=== Entries provided ===
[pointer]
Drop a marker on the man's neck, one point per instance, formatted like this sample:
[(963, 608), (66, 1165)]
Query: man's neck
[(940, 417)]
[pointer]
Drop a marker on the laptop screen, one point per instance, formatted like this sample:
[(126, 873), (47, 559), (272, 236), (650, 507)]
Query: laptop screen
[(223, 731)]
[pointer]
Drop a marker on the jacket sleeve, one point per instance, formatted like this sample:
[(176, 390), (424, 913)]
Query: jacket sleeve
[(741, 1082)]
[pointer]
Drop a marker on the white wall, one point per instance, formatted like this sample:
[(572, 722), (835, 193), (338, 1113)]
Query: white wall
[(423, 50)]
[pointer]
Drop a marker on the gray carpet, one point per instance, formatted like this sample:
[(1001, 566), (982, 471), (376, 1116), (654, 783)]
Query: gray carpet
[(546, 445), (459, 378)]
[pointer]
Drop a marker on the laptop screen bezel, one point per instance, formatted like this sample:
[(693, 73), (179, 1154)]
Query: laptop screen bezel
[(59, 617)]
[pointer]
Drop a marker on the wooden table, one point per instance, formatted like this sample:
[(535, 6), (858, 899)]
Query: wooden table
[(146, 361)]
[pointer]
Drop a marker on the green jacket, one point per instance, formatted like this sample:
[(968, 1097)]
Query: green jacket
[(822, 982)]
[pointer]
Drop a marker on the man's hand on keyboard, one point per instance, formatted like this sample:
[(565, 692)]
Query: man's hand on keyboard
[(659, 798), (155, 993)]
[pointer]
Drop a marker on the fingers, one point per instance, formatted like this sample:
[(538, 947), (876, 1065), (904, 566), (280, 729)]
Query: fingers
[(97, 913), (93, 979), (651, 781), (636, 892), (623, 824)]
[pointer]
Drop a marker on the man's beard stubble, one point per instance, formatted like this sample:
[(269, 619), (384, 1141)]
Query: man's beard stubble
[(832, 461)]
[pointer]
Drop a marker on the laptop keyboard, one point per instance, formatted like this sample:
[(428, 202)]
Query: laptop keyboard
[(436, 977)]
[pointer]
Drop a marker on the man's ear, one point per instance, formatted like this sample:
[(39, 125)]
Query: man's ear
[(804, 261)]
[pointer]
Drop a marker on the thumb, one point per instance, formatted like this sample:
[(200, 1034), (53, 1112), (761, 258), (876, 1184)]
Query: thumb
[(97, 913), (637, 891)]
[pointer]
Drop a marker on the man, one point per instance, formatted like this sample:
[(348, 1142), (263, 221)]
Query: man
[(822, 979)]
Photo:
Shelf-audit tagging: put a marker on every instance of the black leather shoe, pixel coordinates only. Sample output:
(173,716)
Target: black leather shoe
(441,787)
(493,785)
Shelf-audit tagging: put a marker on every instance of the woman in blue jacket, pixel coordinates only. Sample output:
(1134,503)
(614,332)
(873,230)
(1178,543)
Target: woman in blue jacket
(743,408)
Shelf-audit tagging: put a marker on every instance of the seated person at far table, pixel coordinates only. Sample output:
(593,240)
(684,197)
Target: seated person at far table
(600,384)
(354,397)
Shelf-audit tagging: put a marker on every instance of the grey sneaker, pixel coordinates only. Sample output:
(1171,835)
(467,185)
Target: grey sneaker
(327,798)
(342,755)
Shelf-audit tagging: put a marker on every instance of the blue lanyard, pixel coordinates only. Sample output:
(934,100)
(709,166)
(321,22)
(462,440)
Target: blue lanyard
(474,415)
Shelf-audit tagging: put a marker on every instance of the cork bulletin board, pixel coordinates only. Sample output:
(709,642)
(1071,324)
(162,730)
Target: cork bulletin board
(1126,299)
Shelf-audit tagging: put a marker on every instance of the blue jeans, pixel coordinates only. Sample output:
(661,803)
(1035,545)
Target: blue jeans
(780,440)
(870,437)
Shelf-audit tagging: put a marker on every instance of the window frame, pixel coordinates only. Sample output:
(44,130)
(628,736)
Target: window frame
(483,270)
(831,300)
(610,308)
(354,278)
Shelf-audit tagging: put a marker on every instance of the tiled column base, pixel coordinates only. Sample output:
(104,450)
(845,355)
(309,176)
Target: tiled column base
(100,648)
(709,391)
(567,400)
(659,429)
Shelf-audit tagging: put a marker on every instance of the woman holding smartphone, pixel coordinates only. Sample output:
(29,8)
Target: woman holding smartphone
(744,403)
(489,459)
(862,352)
===
Your task: Write out, word for word, every line from the one containing "Target: window frame" through the last line of the records above.

Exercise output:
Target: window frame
(483,270)
(831,300)
(610,308)
(354,278)
Shelf-audit tagging: put a marker on every instance of the tiled column base, pixel coordinates only. Sample output:
(104,450)
(845,355)
(309,176)
Target: tiled column base
(100,648)
(709,391)
(567,400)
(659,429)
Shelf-audit tagging: put a marker on every instance of the woman holding smartphone, pixel coordinates only. Sample output:
(29,8)
Target: woman holding smartphone
(744,403)
(489,459)
(862,352)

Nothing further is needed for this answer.